EXERCISE DIRECTIONS
Decide whether each statement agrees with the article on Memphis COVID-19 testing below: (a) the city covers the cost of testing for schools; (b) a pooled sample that comes back positive needs no further tests; (c) in pool testing, lab staff take the nasal swabs. Answer yes or no for each, quoting the deciding words of the article.

PAGE TEXT
A COVID-19 testing program aimed at finding asymptomatic carriers of the virus is growing to include some Memphis restaurants and other businesses. 

Under the guidance of infectious disease expert Dr. Manoj Jain, the City of Memphis' “Test to Protect” program, was first implemented this summer with some city employees and in about a dozen private and charter schools.

Dr. Jain says that additional testing, along with continued masking and social distancing, will help curb the spread of the virus.  

“We really need to get into this culture of testing as a modality to make things safer,” he says.  

The program promotes regular group testing of every employee at a workplace in what’s known as assurance or surveillance testing. The idea is that it might discover workers who don’t know they have Covid-19 so they can be quickly isolated and limit their exposure to others. Up to an estimated 40 percent of infected people never show symptoms

While the city is covering the cost of testing for schools, businesses will foot the bill for their staff. Local labs are able to reduce the cost to between $5 and $15 per employee by using a method known as pool testing. In this approach, nasal swabs are self-administered and then combined together for a single screening. Only if a pooled sample comes back positive are additional tests required to find the positive case or cases.

EXTRACTED MATERIAL

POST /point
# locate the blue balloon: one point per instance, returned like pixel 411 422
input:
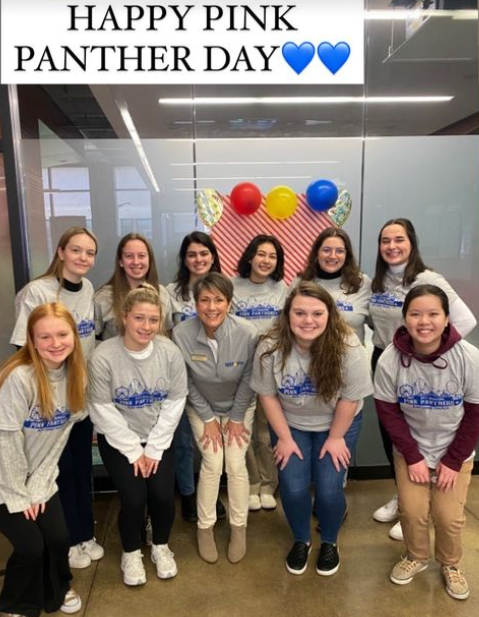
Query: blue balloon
pixel 321 195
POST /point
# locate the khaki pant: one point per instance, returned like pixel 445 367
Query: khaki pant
pixel 420 502
pixel 234 459
pixel 262 471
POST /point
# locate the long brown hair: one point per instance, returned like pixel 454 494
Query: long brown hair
pixel 351 278
pixel 414 266
pixel 327 351
pixel 55 269
pixel 119 282
pixel 28 355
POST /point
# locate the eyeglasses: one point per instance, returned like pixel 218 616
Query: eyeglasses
pixel 327 250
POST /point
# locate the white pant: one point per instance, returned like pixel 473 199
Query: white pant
pixel 234 458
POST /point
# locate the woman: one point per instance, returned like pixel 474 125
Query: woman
pixel 65 282
pixel 42 393
pixel 427 398
pixel 197 257
pixel 134 265
pixel 311 374
pixel 399 267
pixel 218 350
pixel 259 296
pixel 331 264
pixel 137 392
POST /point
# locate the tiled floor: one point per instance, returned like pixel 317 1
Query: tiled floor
pixel 261 586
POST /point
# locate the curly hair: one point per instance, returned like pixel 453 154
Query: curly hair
pixel 327 351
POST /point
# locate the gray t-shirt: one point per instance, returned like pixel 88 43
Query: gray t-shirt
pixel 296 392
pixel 105 321
pixel 431 398
pixel 181 310
pixel 44 290
pixel 385 308
pixel 259 303
pixel 127 395
pixel 30 445
pixel 218 386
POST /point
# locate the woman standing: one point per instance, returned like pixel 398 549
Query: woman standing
pixel 42 393
pixel 197 256
pixel 399 267
pixel 218 349
pixel 134 265
pixel 65 282
pixel 427 398
pixel 137 392
pixel 259 295
pixel 332 264
pixel 311 374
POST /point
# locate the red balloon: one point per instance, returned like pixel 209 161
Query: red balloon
pixel 245 198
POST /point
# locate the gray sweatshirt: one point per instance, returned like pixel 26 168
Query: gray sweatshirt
pixel 218 386
pixel 296 392
pixel 44 290
pixel 105 321
pixel 259 303
pixel 134 401
pixel 30 446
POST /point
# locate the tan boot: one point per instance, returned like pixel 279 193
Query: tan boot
pixel 237 545
pixel 207 545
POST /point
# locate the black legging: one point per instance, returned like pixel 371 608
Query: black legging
pixel 37 575
pixel 387 442
pixel 156 493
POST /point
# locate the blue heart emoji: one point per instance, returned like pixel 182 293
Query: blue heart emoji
pixel 335 57
pixel 298 57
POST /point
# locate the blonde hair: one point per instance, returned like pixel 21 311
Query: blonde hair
pixel 55 269
pixel 28 355
pixel 143 293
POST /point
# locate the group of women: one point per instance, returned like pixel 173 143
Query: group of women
pixel 269 382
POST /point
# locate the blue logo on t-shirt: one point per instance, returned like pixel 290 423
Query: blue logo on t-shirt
pixel 297 385
pixel 386 300
pixel 37 422
pixel 420 394
pixel 137 395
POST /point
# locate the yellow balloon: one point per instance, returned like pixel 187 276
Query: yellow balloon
pixel 281 202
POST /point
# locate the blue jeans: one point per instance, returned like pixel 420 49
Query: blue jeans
pixel 184 457
pixel 295 481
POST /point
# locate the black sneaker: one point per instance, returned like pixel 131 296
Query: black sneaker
pixel 328 559
pixel 220 510
pixel 297 559
pixel 188 508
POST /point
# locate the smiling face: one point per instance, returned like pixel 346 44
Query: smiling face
pixel 395 246
pixel 425 321
pixel 332 255
pixel 142 324
pixel 54 341
pixel 135 261
pixel 212 308
pixel 308 319
pixel 77 257
pixel 198 260
pixel 263 263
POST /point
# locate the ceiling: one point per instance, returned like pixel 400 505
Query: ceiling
pixel 440 58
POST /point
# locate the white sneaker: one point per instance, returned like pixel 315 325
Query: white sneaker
pixel 163 558
pixel 387 513
pixel 133 568
pixel 254 503
pixel 268 502
pixel 395 533
pixel 71 602
pixel 77 558
pixel 148 532
pixel 93 549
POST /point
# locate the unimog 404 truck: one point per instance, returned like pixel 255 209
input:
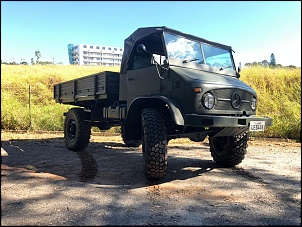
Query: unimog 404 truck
pixel 170 85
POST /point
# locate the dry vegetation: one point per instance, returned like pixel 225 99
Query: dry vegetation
pixel 279 96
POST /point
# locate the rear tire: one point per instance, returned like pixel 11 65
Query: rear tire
pixel 229 151
pixel 129 143
pixel 76 130
pixel 154 144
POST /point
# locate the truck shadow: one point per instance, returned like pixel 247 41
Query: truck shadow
pixel 104 163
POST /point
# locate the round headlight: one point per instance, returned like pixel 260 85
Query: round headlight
pixel 208 100
pixel 253 103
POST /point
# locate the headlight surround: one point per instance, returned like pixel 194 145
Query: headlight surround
pixel 253 103
pixel 208 100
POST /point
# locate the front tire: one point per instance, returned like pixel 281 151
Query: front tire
pixel 76 130
pixel 229 151
pixel 154 144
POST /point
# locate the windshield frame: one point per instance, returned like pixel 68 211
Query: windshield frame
pixel 197 54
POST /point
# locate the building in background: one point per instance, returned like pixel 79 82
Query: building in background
pixel 86 54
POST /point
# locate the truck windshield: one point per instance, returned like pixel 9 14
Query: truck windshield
pixel 197 52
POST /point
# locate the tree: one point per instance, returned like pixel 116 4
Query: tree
pixel 273 60
pixel 38 55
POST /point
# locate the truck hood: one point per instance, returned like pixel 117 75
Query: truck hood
pixel 211 79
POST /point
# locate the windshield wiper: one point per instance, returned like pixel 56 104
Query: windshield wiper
pixel 186 61
pixel 226 67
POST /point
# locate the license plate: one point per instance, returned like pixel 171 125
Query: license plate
pixel 257 126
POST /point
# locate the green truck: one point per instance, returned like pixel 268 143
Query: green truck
pixel 170 85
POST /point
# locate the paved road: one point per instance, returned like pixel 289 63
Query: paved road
pixel 43 183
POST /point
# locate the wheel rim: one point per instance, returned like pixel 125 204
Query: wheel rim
pixel 220 144
pixel 72 129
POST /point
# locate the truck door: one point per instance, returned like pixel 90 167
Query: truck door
pixel 142 82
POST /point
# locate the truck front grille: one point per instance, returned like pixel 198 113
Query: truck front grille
pixel 224 99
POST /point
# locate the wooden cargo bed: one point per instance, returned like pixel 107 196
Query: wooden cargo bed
pixel 103 85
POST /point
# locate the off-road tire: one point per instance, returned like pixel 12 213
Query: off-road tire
pixel 228 151
pixel 76 131
pixel 129 143
pixel 154 144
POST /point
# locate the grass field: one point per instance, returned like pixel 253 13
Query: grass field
pixel 27 96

WRITTEN SOLUTION
(a) Yes: "the city is covering the cost of testing for schools"
(b) No: "Only if a pooled sample comes back positive are additional tests required to find the positive case or cases."
(c) No: "nasal swabs are self-administered"